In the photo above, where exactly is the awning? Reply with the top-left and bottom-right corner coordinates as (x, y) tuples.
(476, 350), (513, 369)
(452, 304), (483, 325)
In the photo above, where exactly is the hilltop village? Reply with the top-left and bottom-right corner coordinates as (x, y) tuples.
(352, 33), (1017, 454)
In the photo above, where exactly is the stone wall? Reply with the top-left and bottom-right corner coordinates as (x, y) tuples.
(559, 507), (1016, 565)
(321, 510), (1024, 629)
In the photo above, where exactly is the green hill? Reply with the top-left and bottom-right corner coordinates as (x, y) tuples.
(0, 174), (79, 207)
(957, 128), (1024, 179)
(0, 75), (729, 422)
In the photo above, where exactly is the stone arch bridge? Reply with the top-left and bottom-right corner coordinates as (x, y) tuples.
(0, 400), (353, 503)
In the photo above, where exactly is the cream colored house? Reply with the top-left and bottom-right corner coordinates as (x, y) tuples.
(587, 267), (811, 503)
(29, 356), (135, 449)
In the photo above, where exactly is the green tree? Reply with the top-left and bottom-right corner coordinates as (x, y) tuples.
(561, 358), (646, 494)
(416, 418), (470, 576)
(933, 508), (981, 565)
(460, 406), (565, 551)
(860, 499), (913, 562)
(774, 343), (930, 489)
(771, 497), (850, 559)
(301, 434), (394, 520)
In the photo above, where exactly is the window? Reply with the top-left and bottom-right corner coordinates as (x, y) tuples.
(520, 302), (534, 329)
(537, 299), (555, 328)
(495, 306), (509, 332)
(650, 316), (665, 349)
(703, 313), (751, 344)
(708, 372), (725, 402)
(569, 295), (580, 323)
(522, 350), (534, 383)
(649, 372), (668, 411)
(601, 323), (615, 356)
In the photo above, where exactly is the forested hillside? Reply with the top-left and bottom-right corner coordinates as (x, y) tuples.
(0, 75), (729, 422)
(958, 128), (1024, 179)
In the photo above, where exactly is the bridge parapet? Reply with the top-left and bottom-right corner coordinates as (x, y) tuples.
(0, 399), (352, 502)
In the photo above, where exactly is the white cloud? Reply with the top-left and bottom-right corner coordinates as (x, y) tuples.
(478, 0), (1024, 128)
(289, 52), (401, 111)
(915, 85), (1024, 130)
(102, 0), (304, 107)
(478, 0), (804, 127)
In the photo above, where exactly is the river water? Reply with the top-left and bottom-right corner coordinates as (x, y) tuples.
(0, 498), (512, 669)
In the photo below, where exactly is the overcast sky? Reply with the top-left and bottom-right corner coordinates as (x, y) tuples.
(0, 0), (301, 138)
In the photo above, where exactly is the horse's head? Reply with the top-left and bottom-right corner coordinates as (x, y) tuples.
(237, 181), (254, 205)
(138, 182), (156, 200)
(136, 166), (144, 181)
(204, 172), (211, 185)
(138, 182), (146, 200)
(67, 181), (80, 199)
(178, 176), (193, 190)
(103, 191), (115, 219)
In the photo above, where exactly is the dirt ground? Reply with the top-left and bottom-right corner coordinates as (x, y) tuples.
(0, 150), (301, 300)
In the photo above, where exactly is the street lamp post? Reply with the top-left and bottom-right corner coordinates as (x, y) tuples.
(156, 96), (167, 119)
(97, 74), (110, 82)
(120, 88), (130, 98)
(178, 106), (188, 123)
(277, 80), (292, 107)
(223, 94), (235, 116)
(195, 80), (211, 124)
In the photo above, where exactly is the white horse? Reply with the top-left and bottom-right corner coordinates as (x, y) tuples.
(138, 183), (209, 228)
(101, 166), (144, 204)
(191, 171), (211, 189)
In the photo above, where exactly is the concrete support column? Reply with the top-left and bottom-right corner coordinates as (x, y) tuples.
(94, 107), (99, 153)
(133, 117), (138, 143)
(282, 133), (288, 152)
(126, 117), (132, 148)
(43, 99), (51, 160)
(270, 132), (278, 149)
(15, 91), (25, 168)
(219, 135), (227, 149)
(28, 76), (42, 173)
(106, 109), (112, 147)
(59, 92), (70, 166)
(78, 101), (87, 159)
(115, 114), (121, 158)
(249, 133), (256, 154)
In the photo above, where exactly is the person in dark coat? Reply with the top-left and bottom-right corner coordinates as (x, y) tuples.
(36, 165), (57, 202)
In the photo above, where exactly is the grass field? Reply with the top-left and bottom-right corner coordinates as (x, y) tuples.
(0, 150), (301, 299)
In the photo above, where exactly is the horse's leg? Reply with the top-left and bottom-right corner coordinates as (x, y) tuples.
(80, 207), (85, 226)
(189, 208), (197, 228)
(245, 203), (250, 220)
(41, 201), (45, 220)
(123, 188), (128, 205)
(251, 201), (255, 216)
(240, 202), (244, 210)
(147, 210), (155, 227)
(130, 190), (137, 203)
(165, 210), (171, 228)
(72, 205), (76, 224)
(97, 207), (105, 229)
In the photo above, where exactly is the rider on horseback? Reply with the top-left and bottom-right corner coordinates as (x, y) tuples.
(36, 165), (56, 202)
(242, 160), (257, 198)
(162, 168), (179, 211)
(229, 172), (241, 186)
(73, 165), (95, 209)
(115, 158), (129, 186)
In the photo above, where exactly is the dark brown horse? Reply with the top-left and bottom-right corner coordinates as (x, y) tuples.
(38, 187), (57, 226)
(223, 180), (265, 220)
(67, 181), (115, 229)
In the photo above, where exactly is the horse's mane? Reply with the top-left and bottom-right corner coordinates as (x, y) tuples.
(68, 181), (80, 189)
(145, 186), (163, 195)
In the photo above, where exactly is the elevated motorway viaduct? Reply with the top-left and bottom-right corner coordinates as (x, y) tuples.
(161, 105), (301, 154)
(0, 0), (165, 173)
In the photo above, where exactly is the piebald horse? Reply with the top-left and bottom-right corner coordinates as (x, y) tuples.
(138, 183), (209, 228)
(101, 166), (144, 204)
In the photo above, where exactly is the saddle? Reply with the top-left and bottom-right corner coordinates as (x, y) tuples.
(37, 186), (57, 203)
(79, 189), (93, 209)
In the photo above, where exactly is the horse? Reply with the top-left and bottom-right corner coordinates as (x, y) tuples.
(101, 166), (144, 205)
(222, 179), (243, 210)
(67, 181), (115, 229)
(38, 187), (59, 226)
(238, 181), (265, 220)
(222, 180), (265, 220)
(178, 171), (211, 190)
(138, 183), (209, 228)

◆ **Problem to solve**
Please copy out word for word everything in the records from the line containing "In the photo above, where exactly is the window?" down to the line containing "(0, 498), (512, 669)", including both of those lines.

◆ **Exercise solution**
In the photo above, where exactly is the window? Reply with the top-left and bottom-right corner coordinates as (x, y) tuples.
(520, 302), (534, 329)
(537, 299), (555, 328)
(495, 306), (509, 332)
(650, 316), (665, 349)
(703, 313), (751, 344)
(708, 372), (725, 402)
(569, 295), (580, 323)
(522, 350), (534, 383)
(649, 372), (668, 411)
(601, 323), (615, 356)
In the photo above, where exactly is the forested hillside? Reply with the top-left and bottom-right corner coordinates as (x, y) tuples.
(0, 75), (729, 422)
(958, 128), (1024, 179)
In the photo above, where exactly is the bridge parapet? Reply with the top-left and bottom-right corner coordinates as (x, y) tuples.
(0, 399), (352, 502)
In the photo above, where exactly is the white cloud? Reply with the top-left and bottom-right corner coordinates as (x, y) tuples.
(478, 0), (1024, 128)
(289, 52), (401, 111)
(915, 85), (1024, 130)
(102, 0), (304, 107)
(478, 0), (804, 127)
In the photo above, where exactly is the river water? Reply with the top-left and bottom-right corner coordinates as (x, y) tuples.
(0, 498), (512, 669)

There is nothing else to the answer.